--- GIVEN REQUEST ---
Count the lines in the listing below that contain the string "dark". Reply with only the number.
───── RECORD EXTRACTS
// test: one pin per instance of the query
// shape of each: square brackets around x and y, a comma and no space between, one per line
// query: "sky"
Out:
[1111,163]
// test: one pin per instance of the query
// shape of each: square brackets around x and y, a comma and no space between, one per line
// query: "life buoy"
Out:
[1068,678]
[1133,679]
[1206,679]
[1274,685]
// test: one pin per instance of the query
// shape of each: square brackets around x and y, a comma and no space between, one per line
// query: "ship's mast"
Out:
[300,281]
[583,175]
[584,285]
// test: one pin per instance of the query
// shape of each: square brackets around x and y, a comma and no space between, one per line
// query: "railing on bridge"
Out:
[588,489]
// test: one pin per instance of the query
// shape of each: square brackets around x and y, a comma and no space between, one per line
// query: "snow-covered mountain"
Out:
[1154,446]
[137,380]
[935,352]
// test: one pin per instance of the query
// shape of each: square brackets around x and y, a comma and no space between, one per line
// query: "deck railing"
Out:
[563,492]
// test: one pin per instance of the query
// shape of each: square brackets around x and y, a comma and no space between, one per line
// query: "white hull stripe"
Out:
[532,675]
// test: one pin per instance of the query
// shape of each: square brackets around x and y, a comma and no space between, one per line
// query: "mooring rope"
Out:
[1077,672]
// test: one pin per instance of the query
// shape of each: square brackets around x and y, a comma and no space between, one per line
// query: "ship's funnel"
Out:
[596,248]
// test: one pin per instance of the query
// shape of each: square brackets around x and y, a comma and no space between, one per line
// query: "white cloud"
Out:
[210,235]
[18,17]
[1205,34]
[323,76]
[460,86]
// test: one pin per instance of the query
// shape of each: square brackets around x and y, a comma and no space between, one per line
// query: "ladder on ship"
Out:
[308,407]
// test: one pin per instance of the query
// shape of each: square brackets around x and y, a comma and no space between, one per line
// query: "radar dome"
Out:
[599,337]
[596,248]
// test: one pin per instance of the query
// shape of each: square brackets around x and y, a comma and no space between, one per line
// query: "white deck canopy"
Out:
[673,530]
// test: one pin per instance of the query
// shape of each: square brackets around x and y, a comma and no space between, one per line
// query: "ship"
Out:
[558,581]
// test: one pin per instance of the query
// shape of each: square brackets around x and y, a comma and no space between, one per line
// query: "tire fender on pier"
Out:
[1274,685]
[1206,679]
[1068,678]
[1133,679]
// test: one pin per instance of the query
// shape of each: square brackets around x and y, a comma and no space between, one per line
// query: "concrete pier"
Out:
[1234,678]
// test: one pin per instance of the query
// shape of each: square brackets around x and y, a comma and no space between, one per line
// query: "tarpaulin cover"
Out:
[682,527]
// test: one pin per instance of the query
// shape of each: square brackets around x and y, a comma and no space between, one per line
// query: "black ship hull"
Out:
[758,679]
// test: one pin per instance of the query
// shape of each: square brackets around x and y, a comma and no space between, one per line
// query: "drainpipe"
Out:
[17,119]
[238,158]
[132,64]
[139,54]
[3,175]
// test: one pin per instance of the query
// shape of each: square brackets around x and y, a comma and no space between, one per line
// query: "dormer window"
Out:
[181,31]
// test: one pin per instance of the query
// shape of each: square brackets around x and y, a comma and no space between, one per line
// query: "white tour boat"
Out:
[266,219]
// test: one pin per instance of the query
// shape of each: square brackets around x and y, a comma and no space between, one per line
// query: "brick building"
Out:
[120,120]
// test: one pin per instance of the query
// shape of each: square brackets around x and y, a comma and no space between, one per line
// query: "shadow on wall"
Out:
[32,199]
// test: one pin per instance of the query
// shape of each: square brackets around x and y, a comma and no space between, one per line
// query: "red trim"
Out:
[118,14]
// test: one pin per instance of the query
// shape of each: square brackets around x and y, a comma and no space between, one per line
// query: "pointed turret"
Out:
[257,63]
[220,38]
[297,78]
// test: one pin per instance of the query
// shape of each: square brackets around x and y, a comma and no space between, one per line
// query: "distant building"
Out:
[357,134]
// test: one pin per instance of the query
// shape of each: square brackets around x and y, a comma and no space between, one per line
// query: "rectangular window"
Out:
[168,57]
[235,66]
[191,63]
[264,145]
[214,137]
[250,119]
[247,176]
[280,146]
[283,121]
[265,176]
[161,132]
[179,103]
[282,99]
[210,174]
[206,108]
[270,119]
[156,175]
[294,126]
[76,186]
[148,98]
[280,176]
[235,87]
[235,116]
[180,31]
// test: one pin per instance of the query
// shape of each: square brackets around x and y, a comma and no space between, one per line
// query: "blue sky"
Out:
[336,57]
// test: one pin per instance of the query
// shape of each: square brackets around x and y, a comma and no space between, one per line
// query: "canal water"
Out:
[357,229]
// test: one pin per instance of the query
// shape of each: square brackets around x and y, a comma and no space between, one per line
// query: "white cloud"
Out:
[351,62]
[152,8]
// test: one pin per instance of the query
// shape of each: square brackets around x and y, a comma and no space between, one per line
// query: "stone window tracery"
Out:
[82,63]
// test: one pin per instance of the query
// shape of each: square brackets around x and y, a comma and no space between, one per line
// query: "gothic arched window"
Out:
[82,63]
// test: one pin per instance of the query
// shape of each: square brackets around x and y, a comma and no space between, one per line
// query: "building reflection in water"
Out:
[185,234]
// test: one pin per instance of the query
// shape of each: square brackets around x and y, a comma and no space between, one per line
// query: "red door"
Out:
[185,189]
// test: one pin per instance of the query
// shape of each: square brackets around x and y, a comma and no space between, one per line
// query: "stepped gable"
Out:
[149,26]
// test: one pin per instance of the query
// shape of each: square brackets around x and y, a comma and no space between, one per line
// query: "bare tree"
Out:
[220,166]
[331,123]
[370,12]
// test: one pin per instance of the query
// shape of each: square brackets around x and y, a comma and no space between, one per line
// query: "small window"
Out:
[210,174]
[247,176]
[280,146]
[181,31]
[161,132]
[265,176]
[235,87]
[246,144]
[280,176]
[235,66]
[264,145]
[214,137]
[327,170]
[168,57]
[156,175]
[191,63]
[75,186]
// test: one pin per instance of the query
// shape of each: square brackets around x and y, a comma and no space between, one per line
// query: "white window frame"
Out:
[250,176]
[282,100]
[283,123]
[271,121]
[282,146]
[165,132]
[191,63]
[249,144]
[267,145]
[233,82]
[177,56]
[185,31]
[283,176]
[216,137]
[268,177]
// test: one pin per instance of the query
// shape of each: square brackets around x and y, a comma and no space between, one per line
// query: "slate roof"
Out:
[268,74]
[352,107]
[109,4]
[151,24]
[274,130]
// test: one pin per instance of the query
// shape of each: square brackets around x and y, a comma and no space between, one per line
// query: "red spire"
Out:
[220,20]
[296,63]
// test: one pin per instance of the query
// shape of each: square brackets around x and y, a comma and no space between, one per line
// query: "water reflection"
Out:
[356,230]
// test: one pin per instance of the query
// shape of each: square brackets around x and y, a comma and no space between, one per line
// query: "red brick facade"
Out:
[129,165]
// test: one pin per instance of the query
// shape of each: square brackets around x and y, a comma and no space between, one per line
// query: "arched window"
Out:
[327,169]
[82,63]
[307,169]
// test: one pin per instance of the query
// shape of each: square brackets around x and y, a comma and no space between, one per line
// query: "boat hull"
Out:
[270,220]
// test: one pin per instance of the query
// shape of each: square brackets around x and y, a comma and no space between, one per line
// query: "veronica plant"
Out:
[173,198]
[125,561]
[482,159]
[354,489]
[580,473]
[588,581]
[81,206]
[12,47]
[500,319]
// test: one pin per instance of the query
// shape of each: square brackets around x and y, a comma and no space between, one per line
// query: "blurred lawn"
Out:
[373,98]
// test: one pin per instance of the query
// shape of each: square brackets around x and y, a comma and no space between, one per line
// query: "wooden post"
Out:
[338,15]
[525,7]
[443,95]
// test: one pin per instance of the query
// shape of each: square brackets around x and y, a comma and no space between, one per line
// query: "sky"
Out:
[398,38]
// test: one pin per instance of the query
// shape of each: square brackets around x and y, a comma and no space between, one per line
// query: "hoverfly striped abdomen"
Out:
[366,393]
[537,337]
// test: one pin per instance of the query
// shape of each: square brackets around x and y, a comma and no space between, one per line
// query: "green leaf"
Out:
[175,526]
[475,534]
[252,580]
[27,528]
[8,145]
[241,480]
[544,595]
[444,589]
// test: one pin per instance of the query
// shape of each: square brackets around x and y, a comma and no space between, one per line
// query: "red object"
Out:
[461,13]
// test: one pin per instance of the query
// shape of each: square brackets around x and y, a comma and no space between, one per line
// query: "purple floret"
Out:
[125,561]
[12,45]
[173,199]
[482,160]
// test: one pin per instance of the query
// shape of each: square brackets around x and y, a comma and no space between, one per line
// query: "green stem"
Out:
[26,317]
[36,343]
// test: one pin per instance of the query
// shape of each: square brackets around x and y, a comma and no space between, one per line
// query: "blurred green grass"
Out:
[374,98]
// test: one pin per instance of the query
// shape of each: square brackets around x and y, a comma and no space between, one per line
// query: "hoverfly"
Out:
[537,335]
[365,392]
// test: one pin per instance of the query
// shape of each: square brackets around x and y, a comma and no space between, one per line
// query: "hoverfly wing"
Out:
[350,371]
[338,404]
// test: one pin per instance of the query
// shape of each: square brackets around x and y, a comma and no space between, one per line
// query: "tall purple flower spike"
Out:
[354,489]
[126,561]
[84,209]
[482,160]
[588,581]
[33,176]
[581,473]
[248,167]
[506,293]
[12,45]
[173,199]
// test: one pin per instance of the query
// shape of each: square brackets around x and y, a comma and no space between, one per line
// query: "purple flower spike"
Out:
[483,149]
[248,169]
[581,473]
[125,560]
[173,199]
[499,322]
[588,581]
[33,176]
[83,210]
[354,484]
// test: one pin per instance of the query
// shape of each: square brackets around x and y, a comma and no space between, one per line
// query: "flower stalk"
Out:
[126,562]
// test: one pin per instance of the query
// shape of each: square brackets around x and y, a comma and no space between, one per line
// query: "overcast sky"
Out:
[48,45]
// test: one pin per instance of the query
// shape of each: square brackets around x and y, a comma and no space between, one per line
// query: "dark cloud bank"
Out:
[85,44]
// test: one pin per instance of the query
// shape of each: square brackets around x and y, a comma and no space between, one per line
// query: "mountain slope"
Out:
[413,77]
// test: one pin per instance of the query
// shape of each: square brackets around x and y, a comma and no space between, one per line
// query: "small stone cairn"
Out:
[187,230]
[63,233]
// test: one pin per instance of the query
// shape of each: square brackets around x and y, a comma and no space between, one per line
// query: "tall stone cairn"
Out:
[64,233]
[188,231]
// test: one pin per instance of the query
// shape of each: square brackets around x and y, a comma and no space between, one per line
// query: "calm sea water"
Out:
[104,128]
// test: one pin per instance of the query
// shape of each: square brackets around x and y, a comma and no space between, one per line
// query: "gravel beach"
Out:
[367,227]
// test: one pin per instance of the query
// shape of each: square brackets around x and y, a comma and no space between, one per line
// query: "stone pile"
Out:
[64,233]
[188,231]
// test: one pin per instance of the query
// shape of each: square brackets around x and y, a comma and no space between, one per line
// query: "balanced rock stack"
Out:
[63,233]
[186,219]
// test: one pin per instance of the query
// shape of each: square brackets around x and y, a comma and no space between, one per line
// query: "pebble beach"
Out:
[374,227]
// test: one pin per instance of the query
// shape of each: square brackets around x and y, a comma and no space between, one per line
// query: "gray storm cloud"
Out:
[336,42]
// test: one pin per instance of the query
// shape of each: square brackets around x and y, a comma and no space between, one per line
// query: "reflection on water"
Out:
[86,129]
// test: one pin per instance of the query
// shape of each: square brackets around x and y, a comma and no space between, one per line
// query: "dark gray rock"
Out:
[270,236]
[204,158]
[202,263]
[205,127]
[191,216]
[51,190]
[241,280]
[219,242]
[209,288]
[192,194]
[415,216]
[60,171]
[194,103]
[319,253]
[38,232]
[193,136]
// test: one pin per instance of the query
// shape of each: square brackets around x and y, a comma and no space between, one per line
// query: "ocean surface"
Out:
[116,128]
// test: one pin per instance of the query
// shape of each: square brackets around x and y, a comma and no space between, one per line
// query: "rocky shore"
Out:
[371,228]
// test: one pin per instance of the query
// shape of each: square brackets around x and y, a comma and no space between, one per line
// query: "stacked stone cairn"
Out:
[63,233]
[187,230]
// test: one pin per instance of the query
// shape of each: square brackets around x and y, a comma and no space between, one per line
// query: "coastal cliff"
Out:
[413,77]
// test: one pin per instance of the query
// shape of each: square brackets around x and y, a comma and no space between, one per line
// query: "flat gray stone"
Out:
──────────
--- TASK OUTPUT ---
2